>> begin Document segment

Southern Movie 3: “Black Snake Moan” (2006)
What do I say about 2006’s Black Snake Moan? I don’t know. When Hollywood gets hold of the Deep South, the results are always questionable. (I cite the comedy Sweet Home Alabama and the 2001 remake of the suspense-thriller Straw Dogs as the worst offenders.) The strange premise of the story – a sexual abuse victim being forcibly “saved” by a disaffected old bluesman – caused me to avoid it for a long time. But I watched it recently, even though I was positive that it was going to be awful and hokey and chock-full of stereotypes.
This film, which is set in rural Mississippi, opens with naked Christina Ricci and Justin Timberlake rollin’ in the hay right before Timberlake’s character Ronnie will head off to military duty, leaving his sex-starved girlfriend Rae to fight the urge to masturbate in the field next to their trash-strewn trailer. She moans and groans and writhes around, as the long-bed two-tone pickup carries him off down a dusty road.

>> end Document segment
>> begin Listed entries

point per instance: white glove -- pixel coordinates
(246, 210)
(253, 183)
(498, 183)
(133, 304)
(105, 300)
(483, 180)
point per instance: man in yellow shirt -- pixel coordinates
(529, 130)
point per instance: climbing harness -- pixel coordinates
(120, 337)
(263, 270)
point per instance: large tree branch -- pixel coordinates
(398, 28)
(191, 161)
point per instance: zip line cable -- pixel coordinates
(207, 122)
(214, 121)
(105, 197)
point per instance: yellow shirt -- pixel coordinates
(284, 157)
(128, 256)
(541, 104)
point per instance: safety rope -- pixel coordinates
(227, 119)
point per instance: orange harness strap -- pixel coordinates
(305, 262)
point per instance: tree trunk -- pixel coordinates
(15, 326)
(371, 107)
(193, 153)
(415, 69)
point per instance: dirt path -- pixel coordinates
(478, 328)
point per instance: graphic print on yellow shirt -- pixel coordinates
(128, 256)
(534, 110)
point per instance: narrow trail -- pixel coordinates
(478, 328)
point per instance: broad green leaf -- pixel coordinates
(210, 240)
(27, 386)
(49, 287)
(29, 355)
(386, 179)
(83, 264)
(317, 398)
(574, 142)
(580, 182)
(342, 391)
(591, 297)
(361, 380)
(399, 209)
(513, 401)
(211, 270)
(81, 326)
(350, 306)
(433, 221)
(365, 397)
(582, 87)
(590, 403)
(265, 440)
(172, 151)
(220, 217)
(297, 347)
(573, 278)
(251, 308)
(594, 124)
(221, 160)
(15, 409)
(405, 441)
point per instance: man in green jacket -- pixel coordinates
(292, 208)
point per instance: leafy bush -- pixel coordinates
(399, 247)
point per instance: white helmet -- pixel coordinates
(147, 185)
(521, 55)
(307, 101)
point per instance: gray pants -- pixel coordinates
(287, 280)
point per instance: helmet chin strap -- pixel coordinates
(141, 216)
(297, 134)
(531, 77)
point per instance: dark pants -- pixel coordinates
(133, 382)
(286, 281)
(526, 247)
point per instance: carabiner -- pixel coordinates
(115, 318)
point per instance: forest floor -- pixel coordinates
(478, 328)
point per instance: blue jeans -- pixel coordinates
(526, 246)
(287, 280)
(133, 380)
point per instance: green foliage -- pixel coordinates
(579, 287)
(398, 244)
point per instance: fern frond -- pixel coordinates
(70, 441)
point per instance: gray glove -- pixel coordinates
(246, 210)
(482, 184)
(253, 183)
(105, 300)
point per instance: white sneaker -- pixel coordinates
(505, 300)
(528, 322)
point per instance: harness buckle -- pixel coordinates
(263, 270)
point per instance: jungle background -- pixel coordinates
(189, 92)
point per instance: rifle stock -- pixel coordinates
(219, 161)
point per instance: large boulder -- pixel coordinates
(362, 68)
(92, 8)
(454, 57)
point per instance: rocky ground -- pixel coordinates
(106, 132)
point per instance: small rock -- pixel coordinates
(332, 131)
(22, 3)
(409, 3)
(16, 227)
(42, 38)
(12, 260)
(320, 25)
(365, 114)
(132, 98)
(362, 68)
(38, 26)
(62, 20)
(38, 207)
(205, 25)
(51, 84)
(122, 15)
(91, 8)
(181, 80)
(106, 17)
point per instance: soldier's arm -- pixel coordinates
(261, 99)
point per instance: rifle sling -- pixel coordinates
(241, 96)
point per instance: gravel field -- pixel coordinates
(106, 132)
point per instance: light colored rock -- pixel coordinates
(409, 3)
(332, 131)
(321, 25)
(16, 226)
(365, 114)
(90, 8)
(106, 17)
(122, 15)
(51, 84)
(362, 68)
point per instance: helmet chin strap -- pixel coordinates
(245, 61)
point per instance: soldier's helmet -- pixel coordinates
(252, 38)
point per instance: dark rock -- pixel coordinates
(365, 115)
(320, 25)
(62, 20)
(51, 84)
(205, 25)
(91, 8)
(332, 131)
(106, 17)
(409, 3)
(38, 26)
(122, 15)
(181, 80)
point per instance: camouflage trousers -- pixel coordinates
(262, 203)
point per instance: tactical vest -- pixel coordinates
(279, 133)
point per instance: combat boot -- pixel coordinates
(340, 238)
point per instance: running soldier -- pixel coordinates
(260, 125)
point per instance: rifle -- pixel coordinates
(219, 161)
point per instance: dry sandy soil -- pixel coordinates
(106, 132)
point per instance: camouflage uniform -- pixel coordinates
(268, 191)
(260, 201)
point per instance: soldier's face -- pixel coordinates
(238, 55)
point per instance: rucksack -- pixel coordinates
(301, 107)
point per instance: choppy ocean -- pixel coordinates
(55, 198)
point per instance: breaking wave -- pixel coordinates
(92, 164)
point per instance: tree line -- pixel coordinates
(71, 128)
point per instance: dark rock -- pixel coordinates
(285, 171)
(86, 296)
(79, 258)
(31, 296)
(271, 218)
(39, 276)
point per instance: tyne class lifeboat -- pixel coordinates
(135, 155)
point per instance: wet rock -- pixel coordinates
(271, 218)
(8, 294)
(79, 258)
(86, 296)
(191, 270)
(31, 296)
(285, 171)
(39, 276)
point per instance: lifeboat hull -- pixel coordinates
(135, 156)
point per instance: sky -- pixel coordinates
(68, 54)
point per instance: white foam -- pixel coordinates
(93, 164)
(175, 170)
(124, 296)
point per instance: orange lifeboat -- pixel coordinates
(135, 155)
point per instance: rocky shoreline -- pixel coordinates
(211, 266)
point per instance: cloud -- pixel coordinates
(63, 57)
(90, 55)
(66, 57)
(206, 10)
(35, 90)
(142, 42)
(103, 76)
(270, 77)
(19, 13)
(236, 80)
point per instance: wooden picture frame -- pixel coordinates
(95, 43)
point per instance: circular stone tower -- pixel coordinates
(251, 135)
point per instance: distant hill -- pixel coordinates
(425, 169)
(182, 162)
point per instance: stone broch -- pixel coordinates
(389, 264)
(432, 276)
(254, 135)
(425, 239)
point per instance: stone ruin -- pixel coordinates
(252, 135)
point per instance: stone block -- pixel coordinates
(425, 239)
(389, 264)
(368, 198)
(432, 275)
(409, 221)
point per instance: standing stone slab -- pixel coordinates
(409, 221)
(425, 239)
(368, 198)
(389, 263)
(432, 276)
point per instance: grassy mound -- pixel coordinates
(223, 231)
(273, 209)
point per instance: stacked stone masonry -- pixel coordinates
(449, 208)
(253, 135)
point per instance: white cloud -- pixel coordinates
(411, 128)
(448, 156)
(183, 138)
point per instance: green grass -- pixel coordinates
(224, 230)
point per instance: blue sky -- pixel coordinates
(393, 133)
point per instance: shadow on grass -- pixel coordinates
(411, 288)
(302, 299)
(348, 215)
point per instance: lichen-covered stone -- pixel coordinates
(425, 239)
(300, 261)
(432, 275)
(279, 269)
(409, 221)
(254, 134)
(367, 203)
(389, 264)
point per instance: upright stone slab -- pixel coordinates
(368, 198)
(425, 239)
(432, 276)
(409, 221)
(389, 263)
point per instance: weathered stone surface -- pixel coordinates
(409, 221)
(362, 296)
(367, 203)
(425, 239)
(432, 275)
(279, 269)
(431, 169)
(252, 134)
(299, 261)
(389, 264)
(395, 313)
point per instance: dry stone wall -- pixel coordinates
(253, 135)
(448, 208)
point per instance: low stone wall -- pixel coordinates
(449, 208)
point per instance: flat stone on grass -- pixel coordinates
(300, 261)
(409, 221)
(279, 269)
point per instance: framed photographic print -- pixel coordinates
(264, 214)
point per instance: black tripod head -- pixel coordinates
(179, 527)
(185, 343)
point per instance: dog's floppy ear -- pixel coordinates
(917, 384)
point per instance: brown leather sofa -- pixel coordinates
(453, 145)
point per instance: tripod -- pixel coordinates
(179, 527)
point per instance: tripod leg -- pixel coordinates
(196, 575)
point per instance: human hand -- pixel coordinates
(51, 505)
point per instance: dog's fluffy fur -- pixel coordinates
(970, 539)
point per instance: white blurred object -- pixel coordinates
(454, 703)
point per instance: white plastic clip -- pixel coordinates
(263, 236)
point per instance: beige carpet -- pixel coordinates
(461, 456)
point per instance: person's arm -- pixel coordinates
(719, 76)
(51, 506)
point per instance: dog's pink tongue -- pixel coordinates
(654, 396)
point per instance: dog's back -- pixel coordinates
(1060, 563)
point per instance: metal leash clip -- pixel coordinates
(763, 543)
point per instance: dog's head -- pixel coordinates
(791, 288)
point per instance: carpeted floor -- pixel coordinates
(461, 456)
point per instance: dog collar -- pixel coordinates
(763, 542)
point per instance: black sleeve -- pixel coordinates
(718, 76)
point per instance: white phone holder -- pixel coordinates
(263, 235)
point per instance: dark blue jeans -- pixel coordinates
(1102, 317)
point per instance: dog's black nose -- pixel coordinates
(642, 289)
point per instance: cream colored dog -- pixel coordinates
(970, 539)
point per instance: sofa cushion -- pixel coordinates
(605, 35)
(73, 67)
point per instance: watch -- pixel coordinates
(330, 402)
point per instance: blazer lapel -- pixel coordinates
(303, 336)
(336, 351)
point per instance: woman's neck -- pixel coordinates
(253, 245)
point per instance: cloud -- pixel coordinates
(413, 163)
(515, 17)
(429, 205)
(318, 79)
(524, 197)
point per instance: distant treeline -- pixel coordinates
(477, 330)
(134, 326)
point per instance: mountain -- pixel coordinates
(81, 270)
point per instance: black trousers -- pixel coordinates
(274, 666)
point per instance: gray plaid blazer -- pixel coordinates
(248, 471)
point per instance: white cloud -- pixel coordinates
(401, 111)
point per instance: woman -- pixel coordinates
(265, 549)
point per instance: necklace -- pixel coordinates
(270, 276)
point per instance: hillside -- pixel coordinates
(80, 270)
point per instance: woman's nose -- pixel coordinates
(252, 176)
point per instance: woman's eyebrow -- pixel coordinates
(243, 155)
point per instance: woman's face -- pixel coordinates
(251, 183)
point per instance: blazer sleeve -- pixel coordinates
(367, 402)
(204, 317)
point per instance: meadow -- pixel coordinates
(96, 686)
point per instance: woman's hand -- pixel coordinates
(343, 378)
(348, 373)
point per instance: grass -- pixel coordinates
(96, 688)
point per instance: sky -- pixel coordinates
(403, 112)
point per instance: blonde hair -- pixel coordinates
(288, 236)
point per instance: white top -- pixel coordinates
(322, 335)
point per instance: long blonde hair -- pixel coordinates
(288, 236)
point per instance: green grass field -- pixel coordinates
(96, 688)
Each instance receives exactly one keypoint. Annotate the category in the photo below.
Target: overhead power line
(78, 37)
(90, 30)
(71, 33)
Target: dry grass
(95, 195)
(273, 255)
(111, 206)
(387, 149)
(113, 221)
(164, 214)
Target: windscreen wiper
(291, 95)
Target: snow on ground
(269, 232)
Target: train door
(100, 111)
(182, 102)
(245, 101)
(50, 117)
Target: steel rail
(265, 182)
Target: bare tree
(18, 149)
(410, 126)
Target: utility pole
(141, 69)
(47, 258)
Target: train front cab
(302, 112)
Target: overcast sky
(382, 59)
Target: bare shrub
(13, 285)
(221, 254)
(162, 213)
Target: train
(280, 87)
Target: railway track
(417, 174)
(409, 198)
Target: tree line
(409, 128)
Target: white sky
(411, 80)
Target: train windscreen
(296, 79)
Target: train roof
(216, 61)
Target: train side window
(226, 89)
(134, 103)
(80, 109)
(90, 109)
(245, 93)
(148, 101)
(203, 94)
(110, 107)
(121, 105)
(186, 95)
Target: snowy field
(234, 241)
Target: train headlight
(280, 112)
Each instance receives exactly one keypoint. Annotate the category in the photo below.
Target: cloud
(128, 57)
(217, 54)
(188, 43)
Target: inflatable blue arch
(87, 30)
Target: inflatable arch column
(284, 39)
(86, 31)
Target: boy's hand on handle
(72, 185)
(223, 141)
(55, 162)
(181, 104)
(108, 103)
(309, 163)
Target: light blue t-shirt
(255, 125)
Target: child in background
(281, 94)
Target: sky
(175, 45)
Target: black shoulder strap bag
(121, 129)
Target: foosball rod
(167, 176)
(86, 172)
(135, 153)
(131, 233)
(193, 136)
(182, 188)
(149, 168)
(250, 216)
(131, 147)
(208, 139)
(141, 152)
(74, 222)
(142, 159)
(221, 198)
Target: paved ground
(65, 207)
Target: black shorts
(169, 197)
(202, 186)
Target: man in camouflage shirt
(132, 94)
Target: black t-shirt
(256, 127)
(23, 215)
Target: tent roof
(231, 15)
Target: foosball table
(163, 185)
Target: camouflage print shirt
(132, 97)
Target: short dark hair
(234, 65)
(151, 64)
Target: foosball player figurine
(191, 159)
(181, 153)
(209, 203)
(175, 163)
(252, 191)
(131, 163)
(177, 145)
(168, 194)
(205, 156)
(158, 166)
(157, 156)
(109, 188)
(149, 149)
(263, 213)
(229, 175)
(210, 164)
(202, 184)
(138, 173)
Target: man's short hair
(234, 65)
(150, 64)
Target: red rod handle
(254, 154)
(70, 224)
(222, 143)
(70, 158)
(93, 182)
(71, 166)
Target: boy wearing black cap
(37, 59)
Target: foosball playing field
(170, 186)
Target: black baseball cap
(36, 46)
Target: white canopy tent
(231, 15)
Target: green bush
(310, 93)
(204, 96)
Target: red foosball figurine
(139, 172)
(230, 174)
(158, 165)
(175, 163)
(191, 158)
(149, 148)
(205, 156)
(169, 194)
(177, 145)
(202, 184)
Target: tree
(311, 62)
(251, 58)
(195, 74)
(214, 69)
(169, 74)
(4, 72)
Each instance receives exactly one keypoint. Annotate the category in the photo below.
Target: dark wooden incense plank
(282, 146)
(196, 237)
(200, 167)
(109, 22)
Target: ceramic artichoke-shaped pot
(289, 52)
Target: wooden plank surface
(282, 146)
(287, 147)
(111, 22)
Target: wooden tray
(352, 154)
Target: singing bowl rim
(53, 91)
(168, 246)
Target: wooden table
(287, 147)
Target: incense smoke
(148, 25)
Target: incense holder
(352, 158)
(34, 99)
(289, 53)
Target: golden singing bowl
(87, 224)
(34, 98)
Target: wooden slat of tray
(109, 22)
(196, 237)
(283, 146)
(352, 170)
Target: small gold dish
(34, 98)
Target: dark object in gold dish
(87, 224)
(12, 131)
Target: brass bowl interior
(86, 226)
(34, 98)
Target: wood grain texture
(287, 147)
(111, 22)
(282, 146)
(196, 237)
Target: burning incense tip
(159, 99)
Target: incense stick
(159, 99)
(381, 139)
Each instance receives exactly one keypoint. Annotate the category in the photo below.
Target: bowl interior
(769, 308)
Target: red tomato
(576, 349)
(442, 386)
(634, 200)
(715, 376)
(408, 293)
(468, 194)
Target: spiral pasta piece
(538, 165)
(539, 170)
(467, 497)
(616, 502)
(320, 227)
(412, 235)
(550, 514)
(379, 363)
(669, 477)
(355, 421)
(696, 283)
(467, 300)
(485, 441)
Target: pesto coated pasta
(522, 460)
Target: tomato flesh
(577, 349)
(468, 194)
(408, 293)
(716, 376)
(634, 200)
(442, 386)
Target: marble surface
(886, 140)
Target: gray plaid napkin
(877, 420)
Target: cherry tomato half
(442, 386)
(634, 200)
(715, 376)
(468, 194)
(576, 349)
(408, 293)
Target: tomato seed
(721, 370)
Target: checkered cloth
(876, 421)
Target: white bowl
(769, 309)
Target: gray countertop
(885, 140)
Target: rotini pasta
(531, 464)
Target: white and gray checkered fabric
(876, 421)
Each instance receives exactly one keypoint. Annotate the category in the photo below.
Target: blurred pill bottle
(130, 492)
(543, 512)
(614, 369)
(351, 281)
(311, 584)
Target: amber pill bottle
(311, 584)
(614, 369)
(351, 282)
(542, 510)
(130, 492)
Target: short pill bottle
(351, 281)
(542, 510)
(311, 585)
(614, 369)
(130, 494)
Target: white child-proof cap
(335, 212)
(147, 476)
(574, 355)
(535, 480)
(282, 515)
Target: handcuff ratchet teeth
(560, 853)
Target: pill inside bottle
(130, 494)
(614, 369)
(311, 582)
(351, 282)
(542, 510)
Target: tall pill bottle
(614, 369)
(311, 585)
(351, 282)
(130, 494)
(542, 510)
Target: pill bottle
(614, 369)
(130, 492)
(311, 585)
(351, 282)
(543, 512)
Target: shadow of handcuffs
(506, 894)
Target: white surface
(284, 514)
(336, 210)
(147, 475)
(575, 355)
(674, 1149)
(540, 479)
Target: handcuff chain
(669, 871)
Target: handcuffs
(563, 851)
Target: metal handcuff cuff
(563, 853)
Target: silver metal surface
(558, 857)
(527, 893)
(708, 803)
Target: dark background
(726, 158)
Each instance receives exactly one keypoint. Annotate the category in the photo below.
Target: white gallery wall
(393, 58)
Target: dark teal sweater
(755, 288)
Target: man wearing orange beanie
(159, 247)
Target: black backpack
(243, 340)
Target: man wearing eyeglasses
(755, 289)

>> end Listed entries

* **The request**
In the review of "Black Snake Moan," where is the film set?

* **Written response**
Rural Mississippi.